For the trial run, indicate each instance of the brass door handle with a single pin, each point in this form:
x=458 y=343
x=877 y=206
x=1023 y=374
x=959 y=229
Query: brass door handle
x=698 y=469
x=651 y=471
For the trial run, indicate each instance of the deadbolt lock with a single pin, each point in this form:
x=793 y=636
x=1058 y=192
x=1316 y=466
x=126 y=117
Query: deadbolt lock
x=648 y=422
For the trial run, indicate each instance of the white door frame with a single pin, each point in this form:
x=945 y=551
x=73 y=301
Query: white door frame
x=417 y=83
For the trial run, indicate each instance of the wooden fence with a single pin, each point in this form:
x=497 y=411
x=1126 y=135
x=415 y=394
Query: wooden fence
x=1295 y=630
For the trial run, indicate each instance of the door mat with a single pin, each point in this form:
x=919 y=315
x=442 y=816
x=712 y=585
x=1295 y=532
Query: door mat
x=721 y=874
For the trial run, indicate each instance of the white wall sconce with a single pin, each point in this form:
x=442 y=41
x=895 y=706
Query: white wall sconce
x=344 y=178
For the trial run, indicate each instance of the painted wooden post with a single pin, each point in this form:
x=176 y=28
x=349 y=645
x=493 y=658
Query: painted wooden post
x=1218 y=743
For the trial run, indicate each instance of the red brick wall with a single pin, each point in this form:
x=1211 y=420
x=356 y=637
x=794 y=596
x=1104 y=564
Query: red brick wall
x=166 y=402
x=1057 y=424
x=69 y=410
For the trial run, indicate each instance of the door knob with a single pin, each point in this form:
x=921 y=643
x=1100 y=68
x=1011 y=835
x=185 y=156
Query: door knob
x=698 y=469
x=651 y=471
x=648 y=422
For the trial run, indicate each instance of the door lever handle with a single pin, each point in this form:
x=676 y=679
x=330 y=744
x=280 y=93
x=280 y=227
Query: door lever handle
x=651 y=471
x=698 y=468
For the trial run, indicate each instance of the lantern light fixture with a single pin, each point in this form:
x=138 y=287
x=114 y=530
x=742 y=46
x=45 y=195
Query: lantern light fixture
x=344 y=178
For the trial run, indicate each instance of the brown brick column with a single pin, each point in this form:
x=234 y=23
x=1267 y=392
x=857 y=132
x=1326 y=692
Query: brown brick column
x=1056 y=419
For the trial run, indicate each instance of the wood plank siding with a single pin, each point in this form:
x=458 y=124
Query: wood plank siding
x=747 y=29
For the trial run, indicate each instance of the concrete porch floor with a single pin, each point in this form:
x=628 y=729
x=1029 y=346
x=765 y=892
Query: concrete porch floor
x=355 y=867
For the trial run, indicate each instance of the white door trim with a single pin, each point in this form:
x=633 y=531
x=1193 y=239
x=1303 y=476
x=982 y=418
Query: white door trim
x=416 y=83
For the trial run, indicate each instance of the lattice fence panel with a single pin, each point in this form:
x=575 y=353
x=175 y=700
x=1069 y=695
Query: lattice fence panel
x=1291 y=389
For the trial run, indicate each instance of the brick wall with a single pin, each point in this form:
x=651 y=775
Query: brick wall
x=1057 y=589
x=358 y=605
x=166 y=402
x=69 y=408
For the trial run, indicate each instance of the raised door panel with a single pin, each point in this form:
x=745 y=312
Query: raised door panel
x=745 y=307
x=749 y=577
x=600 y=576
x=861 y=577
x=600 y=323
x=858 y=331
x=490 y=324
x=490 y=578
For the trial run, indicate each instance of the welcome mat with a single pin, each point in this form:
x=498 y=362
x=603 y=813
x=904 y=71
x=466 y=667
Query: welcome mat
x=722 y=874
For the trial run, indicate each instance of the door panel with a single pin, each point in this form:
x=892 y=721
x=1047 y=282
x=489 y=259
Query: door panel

——

Turn the part of the material that opens with the line containing "For the trial run, indicate each instance of the raised" and closes with the line containing "x=490 y=578" into a numbered list, including both of those lines and omitting any blank lines.

1. For the trial run, indicate each instance of the raised door panel with a single pin, each point in this form:
2. x=745 y=312
3. Query: raised door panel
4. x=745 y=307
5. x=749 y=577
6. x=600 y=576
7. x=861 y=577
8. x=600 y=323
9. x=858 y=331
10. x=490 y=324
11. x=490 y=578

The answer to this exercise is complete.